== Task instructions ==
Output every line of the entries from the line containing "Where can you spot the tree" through the last, exactly, with no other content.

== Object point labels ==
=-=-=
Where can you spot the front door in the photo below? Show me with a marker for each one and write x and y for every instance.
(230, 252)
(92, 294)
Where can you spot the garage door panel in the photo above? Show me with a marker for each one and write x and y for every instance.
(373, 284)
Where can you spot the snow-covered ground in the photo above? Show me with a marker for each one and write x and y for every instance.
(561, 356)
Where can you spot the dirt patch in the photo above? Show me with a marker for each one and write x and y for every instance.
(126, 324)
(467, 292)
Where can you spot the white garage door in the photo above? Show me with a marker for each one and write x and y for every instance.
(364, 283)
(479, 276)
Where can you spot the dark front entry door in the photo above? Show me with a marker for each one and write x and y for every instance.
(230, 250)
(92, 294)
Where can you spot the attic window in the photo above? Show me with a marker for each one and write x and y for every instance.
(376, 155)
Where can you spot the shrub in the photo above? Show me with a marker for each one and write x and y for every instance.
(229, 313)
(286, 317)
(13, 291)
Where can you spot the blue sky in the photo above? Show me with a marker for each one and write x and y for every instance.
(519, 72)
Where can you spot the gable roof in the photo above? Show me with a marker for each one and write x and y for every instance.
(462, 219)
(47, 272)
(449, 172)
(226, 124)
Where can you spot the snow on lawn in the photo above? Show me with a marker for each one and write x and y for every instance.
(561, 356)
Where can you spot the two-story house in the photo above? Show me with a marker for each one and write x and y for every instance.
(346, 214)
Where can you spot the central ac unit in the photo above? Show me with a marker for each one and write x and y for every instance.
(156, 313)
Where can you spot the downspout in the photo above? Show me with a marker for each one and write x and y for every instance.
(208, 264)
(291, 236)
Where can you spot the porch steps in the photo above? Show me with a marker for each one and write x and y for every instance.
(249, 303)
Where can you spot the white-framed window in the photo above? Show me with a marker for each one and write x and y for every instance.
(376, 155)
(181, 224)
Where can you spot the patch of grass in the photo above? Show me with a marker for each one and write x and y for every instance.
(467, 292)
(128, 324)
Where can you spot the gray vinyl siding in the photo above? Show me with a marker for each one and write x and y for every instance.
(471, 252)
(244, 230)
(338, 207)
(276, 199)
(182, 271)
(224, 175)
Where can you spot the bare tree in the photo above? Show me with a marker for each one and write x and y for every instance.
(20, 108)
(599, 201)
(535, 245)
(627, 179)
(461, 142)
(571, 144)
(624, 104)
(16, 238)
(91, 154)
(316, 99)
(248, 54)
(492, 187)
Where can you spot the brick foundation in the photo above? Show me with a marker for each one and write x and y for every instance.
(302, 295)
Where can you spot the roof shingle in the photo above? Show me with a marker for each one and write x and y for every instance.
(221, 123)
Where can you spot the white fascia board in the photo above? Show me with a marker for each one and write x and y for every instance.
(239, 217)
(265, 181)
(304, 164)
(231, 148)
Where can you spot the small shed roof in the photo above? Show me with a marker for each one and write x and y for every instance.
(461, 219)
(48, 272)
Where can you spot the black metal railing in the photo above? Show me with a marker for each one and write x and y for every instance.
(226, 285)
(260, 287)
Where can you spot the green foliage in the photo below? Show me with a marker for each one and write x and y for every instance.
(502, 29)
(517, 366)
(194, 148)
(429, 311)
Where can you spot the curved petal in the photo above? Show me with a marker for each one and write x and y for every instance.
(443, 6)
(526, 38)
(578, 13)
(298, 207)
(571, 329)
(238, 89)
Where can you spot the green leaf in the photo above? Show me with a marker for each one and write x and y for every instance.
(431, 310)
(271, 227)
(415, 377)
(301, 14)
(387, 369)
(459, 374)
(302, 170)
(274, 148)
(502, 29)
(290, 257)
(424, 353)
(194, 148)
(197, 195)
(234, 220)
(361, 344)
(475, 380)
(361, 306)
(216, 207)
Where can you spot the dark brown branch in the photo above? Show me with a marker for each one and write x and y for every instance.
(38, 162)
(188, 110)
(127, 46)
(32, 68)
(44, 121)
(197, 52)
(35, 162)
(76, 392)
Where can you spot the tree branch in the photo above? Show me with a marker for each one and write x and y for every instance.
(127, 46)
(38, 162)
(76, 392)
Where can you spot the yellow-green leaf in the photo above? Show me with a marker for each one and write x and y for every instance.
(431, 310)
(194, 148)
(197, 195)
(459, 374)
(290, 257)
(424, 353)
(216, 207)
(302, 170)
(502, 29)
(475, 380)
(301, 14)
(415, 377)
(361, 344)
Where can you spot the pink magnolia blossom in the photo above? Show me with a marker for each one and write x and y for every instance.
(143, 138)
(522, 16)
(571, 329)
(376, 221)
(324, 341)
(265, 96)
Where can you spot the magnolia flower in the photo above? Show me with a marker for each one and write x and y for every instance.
=-=-=
== Completed task ==
Where can you spot the tree branch in the photo above? Show me with a marker for each one and write x and y for every instance.
(127, 46)
(38, 162)
(76, 392)
Where can you spot the yellow-green leaf in the photo above? Show me with a marker for each one and write x and y for every instance.
(431, 310)
(194, 148)
(197, 195)
(459, 374)
(290, 257)
(424, 353)
(216, 207)
(302, 170)
(502, 29)
(475, 380)
(301, 14)
(415, 377)
(361, 344)
Where can you spot the pink magnolia blossom in the photo above? Show me with a marker for each one and write x and y for every instance.
(143, 138)
(522, 16)
(571, 329)
(376, 221)
(324, 341)
(265, 96)
Where can you spot the magnolia flower in the photo above? Show me with a marker for each one and write x and y for every instance.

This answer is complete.